__Written instruction__.
Restate the full set of records exactly, word for word.

__Given records__.
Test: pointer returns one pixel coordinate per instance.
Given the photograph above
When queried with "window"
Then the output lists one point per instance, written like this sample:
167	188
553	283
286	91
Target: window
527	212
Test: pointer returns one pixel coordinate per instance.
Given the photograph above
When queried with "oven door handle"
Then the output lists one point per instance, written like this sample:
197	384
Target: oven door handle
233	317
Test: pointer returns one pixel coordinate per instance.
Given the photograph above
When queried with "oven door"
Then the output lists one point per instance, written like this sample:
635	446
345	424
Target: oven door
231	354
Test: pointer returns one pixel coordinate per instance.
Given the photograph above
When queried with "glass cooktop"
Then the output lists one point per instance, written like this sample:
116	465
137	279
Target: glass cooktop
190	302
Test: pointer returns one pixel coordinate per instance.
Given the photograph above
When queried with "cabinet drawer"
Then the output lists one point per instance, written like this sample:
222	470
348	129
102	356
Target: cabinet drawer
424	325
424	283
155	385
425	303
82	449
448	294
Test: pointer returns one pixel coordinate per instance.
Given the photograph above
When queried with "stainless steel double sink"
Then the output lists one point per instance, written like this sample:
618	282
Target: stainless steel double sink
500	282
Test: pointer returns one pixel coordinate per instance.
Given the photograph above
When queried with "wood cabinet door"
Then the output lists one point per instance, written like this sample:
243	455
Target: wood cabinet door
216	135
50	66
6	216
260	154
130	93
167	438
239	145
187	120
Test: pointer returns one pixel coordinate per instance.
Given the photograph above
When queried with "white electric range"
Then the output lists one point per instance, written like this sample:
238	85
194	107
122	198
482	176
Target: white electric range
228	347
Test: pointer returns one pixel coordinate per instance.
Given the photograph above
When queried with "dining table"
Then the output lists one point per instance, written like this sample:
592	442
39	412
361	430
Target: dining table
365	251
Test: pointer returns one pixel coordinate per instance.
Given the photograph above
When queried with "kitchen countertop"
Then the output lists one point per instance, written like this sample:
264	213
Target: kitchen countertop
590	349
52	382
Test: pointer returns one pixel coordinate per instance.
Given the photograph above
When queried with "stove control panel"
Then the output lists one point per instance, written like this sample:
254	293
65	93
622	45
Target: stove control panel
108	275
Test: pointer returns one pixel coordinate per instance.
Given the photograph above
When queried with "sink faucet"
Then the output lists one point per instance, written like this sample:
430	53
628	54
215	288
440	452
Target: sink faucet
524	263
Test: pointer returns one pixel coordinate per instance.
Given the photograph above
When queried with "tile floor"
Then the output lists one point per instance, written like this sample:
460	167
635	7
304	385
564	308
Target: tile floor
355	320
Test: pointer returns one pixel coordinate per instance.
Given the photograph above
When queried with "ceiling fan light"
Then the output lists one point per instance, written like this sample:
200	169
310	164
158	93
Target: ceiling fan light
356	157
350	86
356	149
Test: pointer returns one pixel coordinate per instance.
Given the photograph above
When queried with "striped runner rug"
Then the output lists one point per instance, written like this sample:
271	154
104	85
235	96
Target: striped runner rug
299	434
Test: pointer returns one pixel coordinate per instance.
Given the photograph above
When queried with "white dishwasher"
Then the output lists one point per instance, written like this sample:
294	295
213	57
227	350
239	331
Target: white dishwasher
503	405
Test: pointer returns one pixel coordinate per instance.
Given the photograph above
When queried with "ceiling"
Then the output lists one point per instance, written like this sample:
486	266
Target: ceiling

__Worked solution__.
Test: pointer returns one pixel coordinate per instance.
Given the photograph above
When queried with "window"
Then the output lists one point per instance, written like this sample:
167	188
553	283
286	91
Target: window
527	212
Test: pointer returns one pixel coordinate per instance.
Given the photograph above
When queried with "oven door handle"
Then the output lists one point per instance, written like this sample:
197	384
Target: oven door handle
233	317
Test: pointer returns one pixel coordinate per instance.
Given the photograph above
When queried with "oven door"
Then the output lists one point per instance, written like this sample:
635	446
345	424
Target: oven door
231	354
Test: pointer returns one pixel coordinate per instance.
Given the photograph above
When queried with "glass cooktop"
Then the output lists one point per instance, written like this sample:
116	465
137	279
Target: glass cooktop
190	302
Test: pointer returns one pixel coordinate per instance.
Given the photograph above
When queried with "cabinet drawer"
Then the output lists one point per instance, written like this sample:
222	470
348	129
102	356
Target: cabinet drawer
424	325
424	283
155	385
425	303
82	449
448	294
Test: pointer returns one pixel coordinate per instance.
Given the photograph above
When queried with "stainless steel double sink"
Then the output lists one point per instance, written like this sample:
618	282
Target: stainless steel double sink
500	282
Test: pointer returns one pixel coordinate per instance.
Given the photograph above
When queried with "wood cabinet door"
Then the output lists one point per instance, written like this sample:
243	455
Target: wood cabinet door
216	135
50	66
6	216
260	154
130	93
167	438
239	145
187	120
Test: pointer returns one pixel coordinate per instance.
Given the photograph above
When queried with "white electric range"
Then the output lists one point per instance, written like this sample:
238	85
194	107
122	198
482	176
Target: white electric range
228	347
Test: pointer returns one pixel coordinate per instance.
Given the photograph above
When queried with "dining table"
Then the output lists one point per instance, written like this sample:
592	442
39	412
361	430
Target: dining table
365	251
Test: pointer returns one pixel coordinate per instance.
Given the photograph above
When queried with "kitchen countertop"
Then the output lists one point per instance, written like this sample:
264	213
Target: kitchen countertop
590	349
52	382
Test: pointer returns one pixel coordinate per instance.
Given the photograph above
When queried with "stove control panel"
Then the output lists one point per instance, written like this sample:
254	293
65	93
622	45
Target: stove control panel
108	275
Test: pointer returns one pixel coordinate per instance.
Given the photograph above
When queried with "sink faucet"
Then the output lists one point per instance, written like this sample:
430	53
628	54
215	288
440	452
Target: sink faucet
524	263
Test: pointer returns one pixel coordinate per instance.
Given the photograph above
When queried with "tile floor"
Then the output lists one point per instance, written like this sample:
460	167
635	7
304	385
564	308
Target: tile floor
355	320
Test: pointer returns one pixel coordinate per instance.
Given the photograph above
When queried with "ceiling fan light"
Then the output lists one point per instance, written like this sample:
200	169
310	164
158	93
Target: ceiling fan light
356	157
350	86
356	149
Test: pointer returns one pixel coordinate per instance.
Given the photograph above
When queried with "striped runner rug"
Then the output lists one point per instance, written like this sample:
271	154
104	85
235	96
Target: striped runner rug
299	434
Test: pointer returns one pixel coordinate per instance.
Given the photograph above
When queried with "white dishwasher"
Then the output lists one point per instance, written like this sample:
294	295
213	57
227	350
239	331
Target: white dishwasher
503	405
Test: pointer returns one pixel coordinate per instance.
Given the photograph above
When queried with "ceiling"
Then the output lists one point per instance, written like this sample:
486	266
Target: ceiling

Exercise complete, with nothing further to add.